> **Task directions**
Through the line that contains "Target: group huddle of players", return the data below exactly, starting at its first line; leave the rest out.

[Dataset items]
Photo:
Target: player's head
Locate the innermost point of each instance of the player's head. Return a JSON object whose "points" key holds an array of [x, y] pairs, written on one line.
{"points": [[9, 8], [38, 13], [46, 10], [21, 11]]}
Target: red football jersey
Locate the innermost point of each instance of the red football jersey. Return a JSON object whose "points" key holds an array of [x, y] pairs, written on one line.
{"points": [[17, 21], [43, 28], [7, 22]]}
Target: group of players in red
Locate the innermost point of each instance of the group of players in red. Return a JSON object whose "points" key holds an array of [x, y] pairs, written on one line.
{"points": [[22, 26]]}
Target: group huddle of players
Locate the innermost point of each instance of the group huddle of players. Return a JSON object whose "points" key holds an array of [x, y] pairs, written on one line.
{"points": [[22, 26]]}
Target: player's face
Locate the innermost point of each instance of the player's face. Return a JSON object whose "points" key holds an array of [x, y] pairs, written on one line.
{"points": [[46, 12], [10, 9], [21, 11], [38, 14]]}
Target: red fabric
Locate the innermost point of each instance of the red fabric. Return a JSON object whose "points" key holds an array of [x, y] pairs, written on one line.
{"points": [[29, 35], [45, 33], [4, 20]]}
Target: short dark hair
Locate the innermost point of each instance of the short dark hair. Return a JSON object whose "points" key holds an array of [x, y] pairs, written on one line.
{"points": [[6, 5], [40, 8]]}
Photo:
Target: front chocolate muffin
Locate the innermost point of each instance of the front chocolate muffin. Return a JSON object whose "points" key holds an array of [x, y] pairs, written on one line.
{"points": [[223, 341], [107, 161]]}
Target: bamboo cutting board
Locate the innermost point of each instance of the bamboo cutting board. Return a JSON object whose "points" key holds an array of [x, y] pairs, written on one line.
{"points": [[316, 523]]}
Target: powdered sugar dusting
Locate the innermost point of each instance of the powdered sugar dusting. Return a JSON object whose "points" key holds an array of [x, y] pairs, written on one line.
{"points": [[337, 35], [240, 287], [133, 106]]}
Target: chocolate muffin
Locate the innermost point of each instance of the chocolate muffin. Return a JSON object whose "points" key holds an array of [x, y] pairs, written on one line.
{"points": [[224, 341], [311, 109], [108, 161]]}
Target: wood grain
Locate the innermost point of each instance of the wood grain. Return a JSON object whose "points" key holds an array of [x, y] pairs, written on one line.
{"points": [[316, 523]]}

> **Response area**
Photo:
Target: player's head
Locate the innermost point of each instance of the player's head. Return a JSON object whose "points" key holds an array of [x, y] pairs, written on one line.
{"points": [[9, 8], [38, 13], [46, 10], [21, 11]]}
Target: red football jersey
Locate the innermost point of each instance of the red football jersey. Return a JSON object whose "points" key holds an array of [x, y] pairs, written on one line.
{"points": [[17, 21], [43, 28], [7, 22]]}
Target: group of players in red
Locate the innermost point of each instance of the group of players in red. Return a JSON object whose "points" key holds an array of [x, y] pairs, written on one line.
{"points": [[22, 26]]}
Target: group huddle of players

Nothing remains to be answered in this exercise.